_Consignes:_
(A) D'après le texte sur les matériaux biosourcés, pourquoi ceux qui viennent du végétal aident-ils à limiter l'impact carbone du bâtiment ? Répondez en une à trois phrases.
(B) Recopiez le passage du texte sur les matériaux biosourcés qui va de « Ces matériaux, lorsqu’ils » à « label bâtiment biosourcé) ».

_Texte fourni:_
▼

Intégrer les matériaux biosourcés dans la conception architecturale
Le secteur du bâtiment est le premier secteur producteur de CO2
Alors que le secteur du bâtiment est reconnu comme étant le principal secteur producteur de CO2, l’utilisation de matériaux biosourcés peut, parmi d’autres axes d’amélioration, limiter son impact carbone.
Ces matériaux, lorsqu’ils sont issus du végétal, stockent du CO2 durant leur croissance et même après leur transformation : autant de CO2 qui ne contribuera pas au réchauffement de l’atmosphère. Par ailleurs, les matériaux de construction biosourcés sont durables, renouvelables et largement disponibles. Ils constituent un axe de réponse non négligeable à l’urgence climatique, tout en permettant de construire les équipements nécessaires à la société.
« Les matériaux biosourcés sont issus de la matière organique renouvelable (biomasse), d’origine végétale ou animale. Ils peuvent être utilisés comme matière première dans des produits de construction et de décoration, de mobilier fixe et comme matériau de construction dans un bâtiment »
(Arrêté du 19 décembre 2012 relatif au contenu et aux conditions d’attribution du label bâtiment biosourcé)
Le bois, la paille, le béton de chanvre, le linoléum, et même la laine de mouton… nombreux sont les matériaux biosourcés pouvant être mis en œuvre dans le secteur de la construction, en structure, en isolation, en revêtement de sol ou même en peinture. Ils sont aisés à intégrer, et ne nécessitent pas nécessairement une remise en question du système constructif (en isolation notamment). Lorsqu’ils sont employés en structure (charpente bois par exemple), les matériaux de construction biosourcés rendent plus aisée la rénovation des bâtiments existants, par la facilité de leur mise en œuvre sur le chantier et leur faible impact sanitaire.

▲

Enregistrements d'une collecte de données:
▼

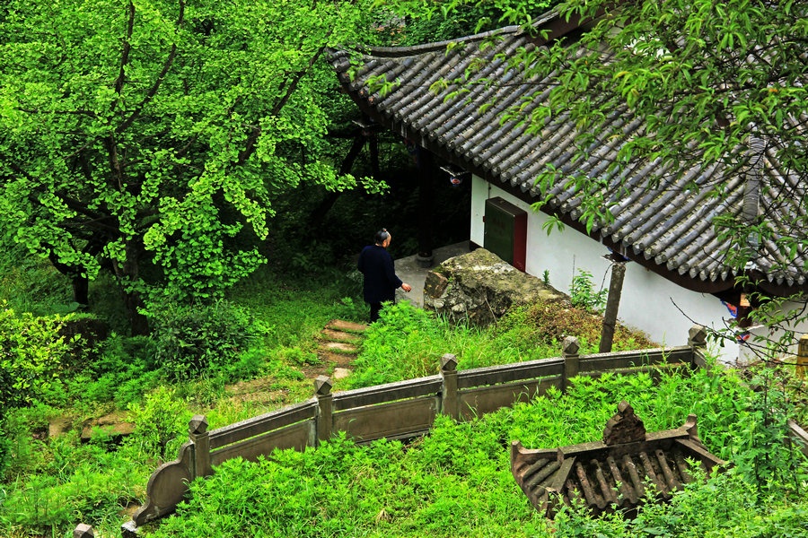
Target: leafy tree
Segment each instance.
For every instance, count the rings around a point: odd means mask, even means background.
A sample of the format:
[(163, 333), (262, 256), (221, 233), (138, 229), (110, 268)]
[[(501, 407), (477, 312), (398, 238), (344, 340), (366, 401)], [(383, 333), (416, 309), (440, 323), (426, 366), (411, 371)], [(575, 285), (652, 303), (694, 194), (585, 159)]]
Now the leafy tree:
[(117, 277), (213, 299), (264, 262), (273, 199), (356, 179), (326, 140), (331, 43), (370, 42), (364, 0), (9, 0), (0, 8), (0, 225), (88, 303)]

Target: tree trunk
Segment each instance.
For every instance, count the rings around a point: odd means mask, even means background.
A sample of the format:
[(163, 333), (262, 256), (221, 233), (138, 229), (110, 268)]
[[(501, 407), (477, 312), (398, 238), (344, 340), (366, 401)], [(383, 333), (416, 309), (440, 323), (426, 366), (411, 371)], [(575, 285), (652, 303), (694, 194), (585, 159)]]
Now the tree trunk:
[[(354, 161), (356, 160), (359, 152), (362, 152), (364, 146), (364, 137), (357, 129), (357, 134), (354, 137), (354, 143), (351, 144), (351, 149), (348, 150), (347, 155), (345, 156), (345, 159), (342, 161), (342, 165), (339, 167), (340, 176), (350, 173), (351, 169), (354, 167)], [(317, 230), (322, 225), (325, 221), (326, 213), (328, 213), (334, 206), (334, 204), (339, 199), (339, 195), (341, 194), (342, 193), (339, 191), (328, 193), (325, 199), (314, 208), (314, 211), (311, 213), (312, 216), (309, 217), (309, 221), (311, 222), (312, 229)]]
[(130, 283), (137, 282), (143, 247), (135, 241), (127, 241), (126, 251), (127, 261), (123, 264), (115, 263), (115, 273), (123, 292), (132, 336), (144, 336), (149, 334), (148, 319), (139, 311), (145, 304), (140, 293), (135, 291)]
[(611, 265), (611, 281), (609, 282), (609, 297), (606, 299), (606, 312), (603, 313), (603, 327), (601, 331), (601, 345), (598, 349), (598, 352), (601, 353), (608, 353), (611, 351), (625, 274), (626, 262), (615, 262)]

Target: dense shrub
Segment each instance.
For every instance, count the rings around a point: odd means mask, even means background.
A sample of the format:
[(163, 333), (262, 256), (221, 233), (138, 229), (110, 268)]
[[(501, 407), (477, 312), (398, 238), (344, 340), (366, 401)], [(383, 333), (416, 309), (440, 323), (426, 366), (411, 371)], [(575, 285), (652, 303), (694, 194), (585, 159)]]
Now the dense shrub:
[[(357, 446), (344, 434), (317, 450), (276, 451), (256, 464), (224, 462), (191, 484), (178, 516), (154, 538), (227, 536), (808, 536), (808, 505), (799, 481), (756, 488), (755, 463), (741, 457), (756, 445), (763, 395), (717, 369), (575, 379), (562, 394), (517, 404), (468, 422), (438, 416), (430, 434), (408, 445), (381, 440)], [(583, 507), (554, 523), (535, 511), (513, 478), (508, 446), (549, 448), (600, 438), (620, 400), (632, 404), (650, 431), (698, 416), (707, 447), (734, 467), (689, 485), (668, 504), (644, 505), (636, 519), (593, 519)], [(728, 437), (727, 433), (731, 434)], [(759, 439), (784, 445), (786, 432)], [(784, 445), (785, 446), (785, 445)], [(785, 455), (784, 455), (785, 456)], [(796, 452), (779, 465), (799, 475)]]
[(154, 357), (171, 380), (226, 367), (260, 334), (246, 309), (224, 299), (194, 304), (161, 300), (149, 305), (147, 316)]
[(58, 317), (17, 314), (0, 303), (0, 411), (29, 402), (58, 376), (69, 349), (62, 325)]

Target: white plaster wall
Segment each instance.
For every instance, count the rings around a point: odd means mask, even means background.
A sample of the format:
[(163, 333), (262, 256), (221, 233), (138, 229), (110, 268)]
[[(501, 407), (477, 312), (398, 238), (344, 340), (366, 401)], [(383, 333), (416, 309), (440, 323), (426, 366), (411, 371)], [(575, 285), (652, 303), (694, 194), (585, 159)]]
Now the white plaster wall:
[[(568, 293), (573, 276), (583, 269), (593, 274), (598, 289), (608, 289), (610, 262), (602, 257), (609, 254), (606, 247), (570, 228), (553, 230), (548, 235), (541, 227), (548, 220), (544, 213), (532, 211), (529, 204), (480, 178), (472, 178), (471, 189), (471, 241), (484, 244), (486, 198), (501, 196), (528, 212), (527, 273), (540, 278), (548, 270), (550, 284)], [(618, 317), (664, 345), (685, 344), (694, 323), (720, 329), (726, 326), (725, 318), (731, 318), (717, 298), (681, 288), (631, 262), (626, 265)], [(713, 351), (722, 360), (734, 362), (739, 345), (725, 343)]]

▲

_Corrigés complets:_
(A) Les matériaux biosourcés d'origine végétale stockent du CO2 pendant leur croissance, et même après leur transformation. Ce CO2 ne contribue donc pas au réchauffement de l'atmosphère, ce qui limite l'impact carbone du secteur du bâtiment.

(B)
Ces matériaux, lorsqu’ils sont issus du végétal, stockent du CO2 durant leur croissance et même après leur transformation : autant de CO2 qui ne contribuera pas au réchauffement de l’atmosphère. Par ailleurs, les matériaux de construction biosourcés sont durables, renouvelables et largement disponibles. Ils constituent un axe de réponse non négligeable à l’urgence climatique, tout en permettant de construire les équipements nécessaires à la société.
« Les matériaux biosourcés sont issus de la matière organique renouvelable (biomasse), d’origine végétale ou animale. Ils peuvent être utilisés comme matière première dans des produits de construction et de décoration, de mobilier fixe et comme matériau de construction dans un bâtiment »
(Arrêté du 19 décembre 2012 relatif au contenu et aux conditions d’attribution du label bâtiment biosourcé)